WHAT NEEDS TO BE DONE :: Copy the items below character for character, from their first line through the line containing "[142,345,459,507]", inclusive.

MATERIAL SUPPLIED ::
┄┄┄┄┄┄┄┄┄┄┄┄┄┄┄┄┄┄┄┄

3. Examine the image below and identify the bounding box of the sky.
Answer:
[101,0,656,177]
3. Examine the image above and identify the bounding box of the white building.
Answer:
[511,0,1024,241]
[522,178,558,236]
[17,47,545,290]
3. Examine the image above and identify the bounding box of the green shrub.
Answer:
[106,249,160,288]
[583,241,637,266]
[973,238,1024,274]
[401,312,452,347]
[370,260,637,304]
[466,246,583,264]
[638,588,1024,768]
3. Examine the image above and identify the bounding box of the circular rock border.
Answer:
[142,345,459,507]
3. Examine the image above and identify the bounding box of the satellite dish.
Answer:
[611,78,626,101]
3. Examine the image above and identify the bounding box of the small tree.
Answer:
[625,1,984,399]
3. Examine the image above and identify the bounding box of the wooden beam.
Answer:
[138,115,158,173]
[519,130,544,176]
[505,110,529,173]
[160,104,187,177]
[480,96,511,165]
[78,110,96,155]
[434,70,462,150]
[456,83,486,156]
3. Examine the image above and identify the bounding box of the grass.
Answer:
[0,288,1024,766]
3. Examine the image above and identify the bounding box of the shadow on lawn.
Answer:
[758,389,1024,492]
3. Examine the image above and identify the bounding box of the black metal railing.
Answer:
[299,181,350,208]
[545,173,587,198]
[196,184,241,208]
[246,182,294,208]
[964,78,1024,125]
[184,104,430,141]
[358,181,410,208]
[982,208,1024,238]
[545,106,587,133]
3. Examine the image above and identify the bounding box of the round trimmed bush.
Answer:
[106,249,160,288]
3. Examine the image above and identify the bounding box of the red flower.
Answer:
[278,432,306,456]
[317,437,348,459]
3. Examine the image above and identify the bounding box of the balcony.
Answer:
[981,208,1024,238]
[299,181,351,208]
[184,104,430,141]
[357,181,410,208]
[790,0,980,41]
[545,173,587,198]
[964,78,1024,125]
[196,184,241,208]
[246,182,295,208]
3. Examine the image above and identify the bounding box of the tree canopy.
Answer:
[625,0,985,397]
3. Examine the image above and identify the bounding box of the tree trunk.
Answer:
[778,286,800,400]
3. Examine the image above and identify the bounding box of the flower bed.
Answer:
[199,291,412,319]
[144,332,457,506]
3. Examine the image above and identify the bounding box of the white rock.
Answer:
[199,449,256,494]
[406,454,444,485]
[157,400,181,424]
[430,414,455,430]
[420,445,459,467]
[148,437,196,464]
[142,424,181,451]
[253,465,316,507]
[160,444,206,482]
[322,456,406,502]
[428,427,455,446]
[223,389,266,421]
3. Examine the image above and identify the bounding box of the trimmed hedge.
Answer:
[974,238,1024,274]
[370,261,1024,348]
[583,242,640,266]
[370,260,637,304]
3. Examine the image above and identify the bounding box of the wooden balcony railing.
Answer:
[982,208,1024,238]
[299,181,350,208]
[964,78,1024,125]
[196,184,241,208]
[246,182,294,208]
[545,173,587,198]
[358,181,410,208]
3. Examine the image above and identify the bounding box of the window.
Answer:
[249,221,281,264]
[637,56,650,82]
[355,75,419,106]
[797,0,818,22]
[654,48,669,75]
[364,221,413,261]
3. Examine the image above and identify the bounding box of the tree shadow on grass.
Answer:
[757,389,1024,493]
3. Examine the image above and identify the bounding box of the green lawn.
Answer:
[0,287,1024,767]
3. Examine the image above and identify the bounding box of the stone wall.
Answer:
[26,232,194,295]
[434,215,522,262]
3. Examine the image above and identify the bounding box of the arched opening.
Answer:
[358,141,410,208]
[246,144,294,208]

┄┄┄┄┄┄┄┄┄┄┄┄┄┄┄┄┄┄┄┄

SOLUTION TO THE PROBLEM ::
3. Examine the image below and identify the bounding box of the sky.
Answer:
[101,0,656,177]
3. Examine the image above and identify the bounding box of the white building.
Answer:
[511,0,1024,241]
[522,178,558,236]
[17,47,545,290]
3. Examine the image above and identify the bounding box of the green shrub.
Answer:
[106,249,160,288]
[583,241,637,266]
[973,238,1024,274]
[401,312,452,347]
[370,260,637,304]
[466,246,583,264]
[638,588,1024,768]
3. Examine the image above and identify the bounding box of the circular rock border.
Answer:
[142,345,459,507]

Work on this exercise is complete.